─── Dataset excerpts ───

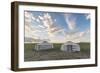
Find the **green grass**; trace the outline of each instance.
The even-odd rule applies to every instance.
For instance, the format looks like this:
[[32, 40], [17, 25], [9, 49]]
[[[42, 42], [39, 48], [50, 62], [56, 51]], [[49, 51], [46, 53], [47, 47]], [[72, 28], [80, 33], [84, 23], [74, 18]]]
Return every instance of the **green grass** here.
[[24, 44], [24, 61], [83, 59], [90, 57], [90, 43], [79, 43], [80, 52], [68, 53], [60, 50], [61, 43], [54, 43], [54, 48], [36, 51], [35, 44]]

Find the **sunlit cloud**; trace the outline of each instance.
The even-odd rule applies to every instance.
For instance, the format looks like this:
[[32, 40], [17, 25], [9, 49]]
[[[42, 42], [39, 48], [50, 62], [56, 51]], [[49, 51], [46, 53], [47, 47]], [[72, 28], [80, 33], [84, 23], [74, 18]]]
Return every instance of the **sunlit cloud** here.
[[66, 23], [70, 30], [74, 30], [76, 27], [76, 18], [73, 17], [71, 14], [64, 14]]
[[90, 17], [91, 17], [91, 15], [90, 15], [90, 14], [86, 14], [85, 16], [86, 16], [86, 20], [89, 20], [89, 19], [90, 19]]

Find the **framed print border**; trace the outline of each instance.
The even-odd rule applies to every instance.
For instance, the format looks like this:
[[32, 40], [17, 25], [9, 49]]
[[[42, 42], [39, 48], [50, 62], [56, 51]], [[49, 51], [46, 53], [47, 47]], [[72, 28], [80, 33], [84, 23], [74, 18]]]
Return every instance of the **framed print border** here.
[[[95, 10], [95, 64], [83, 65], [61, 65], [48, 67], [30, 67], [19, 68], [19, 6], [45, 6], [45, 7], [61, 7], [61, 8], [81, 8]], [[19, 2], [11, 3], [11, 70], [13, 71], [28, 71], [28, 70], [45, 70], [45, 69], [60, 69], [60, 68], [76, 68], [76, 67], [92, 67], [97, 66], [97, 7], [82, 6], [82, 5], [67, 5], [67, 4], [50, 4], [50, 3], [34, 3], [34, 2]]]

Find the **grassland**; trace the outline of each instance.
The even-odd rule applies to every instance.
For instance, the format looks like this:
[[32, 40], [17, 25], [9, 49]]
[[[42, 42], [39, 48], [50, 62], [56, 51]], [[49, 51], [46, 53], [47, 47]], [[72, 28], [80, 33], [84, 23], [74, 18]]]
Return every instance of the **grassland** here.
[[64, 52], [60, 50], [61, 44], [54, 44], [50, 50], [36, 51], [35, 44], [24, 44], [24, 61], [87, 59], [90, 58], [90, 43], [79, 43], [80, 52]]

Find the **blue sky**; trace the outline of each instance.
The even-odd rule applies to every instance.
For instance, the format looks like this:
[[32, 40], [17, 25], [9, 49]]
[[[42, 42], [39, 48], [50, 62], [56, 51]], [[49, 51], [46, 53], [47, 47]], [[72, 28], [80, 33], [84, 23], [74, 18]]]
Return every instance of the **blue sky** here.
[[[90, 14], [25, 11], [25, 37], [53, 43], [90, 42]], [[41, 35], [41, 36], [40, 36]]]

───
─── Dataset excerpts ───

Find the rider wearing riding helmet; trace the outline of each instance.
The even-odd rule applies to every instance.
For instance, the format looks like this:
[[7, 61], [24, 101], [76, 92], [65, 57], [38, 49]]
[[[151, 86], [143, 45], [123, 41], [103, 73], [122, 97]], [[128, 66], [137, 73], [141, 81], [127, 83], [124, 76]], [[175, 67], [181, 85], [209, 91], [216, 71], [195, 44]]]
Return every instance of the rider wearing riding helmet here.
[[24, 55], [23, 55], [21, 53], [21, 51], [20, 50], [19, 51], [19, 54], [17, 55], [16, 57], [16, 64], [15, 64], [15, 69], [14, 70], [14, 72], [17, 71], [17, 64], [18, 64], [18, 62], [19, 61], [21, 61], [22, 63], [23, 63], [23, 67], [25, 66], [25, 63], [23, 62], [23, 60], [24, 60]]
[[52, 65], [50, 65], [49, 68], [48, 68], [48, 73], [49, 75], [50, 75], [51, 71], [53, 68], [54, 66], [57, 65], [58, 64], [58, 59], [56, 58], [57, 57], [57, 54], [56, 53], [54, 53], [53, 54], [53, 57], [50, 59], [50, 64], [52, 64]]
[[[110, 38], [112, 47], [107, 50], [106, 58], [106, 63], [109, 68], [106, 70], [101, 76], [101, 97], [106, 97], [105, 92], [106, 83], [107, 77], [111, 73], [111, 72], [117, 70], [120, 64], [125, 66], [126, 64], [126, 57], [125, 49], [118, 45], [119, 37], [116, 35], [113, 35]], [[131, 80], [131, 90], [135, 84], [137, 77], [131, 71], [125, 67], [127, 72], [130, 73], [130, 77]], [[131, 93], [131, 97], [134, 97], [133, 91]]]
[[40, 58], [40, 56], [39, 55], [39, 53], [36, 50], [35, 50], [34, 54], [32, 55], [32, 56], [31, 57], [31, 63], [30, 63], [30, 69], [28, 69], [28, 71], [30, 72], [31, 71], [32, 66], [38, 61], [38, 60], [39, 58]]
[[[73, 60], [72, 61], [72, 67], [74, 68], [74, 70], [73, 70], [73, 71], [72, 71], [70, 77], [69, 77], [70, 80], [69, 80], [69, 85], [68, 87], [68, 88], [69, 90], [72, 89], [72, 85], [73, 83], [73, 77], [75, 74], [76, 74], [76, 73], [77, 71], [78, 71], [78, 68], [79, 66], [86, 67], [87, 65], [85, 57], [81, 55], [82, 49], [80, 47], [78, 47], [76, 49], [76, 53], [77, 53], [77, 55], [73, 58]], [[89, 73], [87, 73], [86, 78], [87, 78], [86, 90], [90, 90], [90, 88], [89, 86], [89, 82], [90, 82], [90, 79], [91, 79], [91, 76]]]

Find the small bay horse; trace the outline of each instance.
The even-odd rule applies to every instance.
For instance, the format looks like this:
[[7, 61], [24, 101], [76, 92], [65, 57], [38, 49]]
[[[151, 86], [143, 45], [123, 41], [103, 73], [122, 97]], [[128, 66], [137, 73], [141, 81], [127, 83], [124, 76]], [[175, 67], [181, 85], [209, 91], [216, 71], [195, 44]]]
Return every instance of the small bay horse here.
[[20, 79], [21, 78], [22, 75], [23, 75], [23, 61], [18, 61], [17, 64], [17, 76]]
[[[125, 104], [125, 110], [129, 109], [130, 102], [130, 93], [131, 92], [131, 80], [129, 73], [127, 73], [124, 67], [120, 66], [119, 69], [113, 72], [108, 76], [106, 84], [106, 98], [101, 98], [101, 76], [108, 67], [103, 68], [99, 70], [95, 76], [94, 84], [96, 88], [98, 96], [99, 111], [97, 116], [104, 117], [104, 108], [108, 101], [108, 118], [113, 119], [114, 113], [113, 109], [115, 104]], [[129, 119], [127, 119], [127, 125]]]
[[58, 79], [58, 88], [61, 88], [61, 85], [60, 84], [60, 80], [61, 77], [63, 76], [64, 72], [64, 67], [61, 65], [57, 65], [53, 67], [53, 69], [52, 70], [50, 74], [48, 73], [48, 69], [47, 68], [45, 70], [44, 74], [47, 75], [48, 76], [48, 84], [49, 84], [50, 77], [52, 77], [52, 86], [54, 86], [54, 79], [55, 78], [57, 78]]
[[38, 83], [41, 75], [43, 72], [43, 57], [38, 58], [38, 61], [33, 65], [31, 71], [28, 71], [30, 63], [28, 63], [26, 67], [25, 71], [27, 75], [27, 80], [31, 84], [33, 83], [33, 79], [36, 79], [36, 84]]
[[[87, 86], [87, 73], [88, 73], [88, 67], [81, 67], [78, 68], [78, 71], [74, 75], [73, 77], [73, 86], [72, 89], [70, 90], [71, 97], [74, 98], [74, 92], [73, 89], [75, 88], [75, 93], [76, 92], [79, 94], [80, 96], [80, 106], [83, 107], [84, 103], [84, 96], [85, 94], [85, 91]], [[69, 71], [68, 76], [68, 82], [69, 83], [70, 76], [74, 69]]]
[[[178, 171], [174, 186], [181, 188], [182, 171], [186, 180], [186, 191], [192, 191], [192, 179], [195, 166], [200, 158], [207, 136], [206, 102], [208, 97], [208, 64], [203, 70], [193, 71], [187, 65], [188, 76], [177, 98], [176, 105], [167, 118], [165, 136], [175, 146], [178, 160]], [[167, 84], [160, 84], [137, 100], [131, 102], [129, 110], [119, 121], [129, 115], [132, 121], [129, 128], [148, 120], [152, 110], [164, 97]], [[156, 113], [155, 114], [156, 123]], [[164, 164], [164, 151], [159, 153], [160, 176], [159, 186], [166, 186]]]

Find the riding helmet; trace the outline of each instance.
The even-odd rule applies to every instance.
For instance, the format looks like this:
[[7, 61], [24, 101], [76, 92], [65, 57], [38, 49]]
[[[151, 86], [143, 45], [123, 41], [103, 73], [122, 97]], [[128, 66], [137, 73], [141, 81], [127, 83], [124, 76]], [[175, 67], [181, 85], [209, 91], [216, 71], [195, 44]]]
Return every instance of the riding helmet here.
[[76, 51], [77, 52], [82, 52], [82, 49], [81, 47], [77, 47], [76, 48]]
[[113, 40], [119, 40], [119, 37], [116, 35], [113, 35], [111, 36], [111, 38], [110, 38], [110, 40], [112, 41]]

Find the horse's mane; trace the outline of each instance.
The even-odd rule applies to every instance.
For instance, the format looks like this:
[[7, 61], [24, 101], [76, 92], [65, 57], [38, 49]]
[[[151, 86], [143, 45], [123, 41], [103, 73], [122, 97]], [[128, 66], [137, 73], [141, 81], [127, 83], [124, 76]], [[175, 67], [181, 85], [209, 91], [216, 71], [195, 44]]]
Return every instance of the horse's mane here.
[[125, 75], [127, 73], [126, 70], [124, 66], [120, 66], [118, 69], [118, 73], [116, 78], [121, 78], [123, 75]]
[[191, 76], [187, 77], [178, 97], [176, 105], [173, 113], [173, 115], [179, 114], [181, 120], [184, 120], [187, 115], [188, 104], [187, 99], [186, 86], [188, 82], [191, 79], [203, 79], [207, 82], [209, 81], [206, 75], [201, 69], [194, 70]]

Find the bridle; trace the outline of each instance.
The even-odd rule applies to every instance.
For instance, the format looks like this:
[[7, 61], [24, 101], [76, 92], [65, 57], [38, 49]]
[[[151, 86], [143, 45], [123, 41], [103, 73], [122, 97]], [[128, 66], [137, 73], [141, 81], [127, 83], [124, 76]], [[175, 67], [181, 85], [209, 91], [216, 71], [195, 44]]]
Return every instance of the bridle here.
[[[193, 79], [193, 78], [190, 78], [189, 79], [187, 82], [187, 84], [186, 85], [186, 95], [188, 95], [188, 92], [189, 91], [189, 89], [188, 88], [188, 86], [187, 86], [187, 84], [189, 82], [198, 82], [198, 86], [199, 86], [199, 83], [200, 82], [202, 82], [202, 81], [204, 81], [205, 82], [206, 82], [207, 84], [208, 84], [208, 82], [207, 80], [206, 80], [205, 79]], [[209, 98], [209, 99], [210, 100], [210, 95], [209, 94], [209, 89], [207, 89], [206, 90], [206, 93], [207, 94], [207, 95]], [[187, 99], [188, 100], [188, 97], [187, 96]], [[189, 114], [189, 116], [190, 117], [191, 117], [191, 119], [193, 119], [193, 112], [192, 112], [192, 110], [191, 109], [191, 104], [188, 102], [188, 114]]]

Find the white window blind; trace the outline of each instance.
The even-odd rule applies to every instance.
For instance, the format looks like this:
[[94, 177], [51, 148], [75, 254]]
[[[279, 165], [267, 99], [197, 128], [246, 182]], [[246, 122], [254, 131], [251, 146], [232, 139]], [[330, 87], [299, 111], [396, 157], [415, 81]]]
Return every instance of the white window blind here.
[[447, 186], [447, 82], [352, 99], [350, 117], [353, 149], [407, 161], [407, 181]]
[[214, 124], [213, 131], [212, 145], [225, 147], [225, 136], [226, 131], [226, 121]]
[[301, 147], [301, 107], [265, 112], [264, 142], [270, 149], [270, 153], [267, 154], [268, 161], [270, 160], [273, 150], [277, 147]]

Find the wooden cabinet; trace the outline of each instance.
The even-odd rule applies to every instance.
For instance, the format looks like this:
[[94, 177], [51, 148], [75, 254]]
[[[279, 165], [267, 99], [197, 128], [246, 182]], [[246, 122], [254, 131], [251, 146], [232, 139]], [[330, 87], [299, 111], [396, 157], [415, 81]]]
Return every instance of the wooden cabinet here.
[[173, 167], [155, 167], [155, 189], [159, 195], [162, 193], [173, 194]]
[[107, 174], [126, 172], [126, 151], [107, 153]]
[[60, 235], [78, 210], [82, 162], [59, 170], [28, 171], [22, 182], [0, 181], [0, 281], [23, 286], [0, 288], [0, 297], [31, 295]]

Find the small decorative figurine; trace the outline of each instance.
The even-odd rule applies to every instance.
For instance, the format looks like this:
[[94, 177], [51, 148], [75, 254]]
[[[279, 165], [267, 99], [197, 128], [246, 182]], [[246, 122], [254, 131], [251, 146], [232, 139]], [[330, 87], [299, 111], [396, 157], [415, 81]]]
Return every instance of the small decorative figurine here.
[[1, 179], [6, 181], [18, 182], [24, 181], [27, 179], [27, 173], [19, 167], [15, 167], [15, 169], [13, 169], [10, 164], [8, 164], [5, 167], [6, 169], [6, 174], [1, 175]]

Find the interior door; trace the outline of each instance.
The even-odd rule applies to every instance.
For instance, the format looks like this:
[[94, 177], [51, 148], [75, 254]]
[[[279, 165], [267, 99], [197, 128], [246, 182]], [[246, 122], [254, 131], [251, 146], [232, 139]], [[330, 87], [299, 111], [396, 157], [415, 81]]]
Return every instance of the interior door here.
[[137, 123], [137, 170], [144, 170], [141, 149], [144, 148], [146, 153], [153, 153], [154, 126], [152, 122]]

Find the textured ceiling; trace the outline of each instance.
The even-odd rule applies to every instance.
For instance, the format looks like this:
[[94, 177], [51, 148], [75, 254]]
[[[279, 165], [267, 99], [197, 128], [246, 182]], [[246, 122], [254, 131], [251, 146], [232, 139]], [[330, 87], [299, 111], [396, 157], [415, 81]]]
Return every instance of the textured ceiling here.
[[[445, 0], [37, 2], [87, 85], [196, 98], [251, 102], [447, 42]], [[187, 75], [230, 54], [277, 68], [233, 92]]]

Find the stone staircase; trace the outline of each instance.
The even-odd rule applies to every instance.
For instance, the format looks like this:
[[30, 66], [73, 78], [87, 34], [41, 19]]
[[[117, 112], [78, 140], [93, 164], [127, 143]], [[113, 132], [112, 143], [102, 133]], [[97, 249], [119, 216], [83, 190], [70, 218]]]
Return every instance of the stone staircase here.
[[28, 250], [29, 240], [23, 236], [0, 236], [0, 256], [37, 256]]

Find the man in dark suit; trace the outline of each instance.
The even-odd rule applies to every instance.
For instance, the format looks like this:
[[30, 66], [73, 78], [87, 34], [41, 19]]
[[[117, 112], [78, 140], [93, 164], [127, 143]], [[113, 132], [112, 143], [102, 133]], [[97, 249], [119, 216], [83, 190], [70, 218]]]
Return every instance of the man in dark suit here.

───
─── Dataset excerpts ───

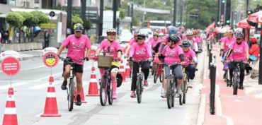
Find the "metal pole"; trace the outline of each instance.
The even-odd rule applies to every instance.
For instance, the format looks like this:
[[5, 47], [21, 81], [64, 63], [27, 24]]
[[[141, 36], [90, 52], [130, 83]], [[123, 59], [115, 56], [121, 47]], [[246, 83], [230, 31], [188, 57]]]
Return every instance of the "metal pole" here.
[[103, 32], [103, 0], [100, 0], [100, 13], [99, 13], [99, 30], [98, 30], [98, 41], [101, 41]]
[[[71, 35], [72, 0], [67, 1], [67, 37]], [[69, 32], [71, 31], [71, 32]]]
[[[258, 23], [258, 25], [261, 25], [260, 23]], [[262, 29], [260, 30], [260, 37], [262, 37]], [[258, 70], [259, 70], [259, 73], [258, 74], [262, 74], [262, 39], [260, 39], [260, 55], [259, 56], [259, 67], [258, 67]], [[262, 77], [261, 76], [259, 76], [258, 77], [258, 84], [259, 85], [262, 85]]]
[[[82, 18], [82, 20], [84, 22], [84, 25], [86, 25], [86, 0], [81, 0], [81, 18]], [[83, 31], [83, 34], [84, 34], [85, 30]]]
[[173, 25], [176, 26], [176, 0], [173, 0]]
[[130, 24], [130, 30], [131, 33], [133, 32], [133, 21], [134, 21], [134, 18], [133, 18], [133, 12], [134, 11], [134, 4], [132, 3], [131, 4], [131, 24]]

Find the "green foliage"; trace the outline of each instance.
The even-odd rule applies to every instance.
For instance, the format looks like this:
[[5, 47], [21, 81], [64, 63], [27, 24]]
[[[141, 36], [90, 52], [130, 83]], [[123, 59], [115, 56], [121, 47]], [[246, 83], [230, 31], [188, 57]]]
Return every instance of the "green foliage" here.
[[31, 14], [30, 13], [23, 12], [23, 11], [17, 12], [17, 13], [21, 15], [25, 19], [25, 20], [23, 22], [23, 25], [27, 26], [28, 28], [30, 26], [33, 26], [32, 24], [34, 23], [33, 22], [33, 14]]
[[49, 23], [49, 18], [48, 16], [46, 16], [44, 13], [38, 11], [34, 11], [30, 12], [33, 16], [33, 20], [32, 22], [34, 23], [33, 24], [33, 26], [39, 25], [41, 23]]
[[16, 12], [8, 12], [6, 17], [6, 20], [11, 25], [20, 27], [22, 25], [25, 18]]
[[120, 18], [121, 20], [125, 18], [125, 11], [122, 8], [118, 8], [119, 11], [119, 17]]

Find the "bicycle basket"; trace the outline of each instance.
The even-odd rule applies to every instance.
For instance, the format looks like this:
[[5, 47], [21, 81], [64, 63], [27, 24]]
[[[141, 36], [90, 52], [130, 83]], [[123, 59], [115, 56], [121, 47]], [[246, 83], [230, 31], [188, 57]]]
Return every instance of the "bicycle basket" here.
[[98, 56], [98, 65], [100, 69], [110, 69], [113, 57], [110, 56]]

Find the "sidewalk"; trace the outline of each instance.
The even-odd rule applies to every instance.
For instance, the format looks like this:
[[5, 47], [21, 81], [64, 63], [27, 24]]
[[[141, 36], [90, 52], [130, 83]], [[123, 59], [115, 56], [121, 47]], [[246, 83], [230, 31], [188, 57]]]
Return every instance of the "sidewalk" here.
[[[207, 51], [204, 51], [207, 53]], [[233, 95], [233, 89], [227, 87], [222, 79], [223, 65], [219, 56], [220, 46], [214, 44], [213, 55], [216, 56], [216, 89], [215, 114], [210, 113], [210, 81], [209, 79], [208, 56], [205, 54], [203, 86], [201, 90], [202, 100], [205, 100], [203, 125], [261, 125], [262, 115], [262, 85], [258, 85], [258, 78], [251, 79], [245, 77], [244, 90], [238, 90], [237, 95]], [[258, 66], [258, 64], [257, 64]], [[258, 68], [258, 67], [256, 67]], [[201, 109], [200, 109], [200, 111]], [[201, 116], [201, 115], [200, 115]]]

───

Task details: Recast the lines as a numbered list, starting at the line containing "Find the **grassland**;" and running up to and including the line containing "36], [40, 36]]]". Leave out any blank lines.

Full answer:
1. Find the **grassland**; trace the outline of each instance.
2. The even-odd rule applies to every instance.
3. For instance, the format looks like this:
4. [[32, 40], [17, 25], [9, 49]]
5. [[[42, 42], [39, 48], [50, 62], [56, 51]], [[49, 51], [46, 53], [47, 47]], [[72, 28], [80, 33], [84, 23], [74, 18]]]
6. Return every instance of the **grassland** here.
7. [[64, 52], [60, 50], [61, 44], [54, 44], [50, 50], [36, 51], [35, 44], [24, 44], [24, 61], [87, 59], [90, 58], [90, 43], [79, 43], [80, 52]]
8. Find the **blue sky**; trace the outline of each instance.
9. The even-odd rule applies to every instance.
10. For instance, the format looks like this:
11. [[32, 40], [17, 25], [9, 49]]
12. [[[42, 42], [39, 48], [50, 62], [56, 51]], [[49, 51], [46, 53], [47, 47]], [[72, 28], [80, 33], [84, 23], [74, 18]]]
13. Return every instance of the **blue sky** here.
14. [[[90, 14], [25, 11], [25, 37], [53, 43], [90, 42]], [[41, 35], [41, 36], [40, 36]]]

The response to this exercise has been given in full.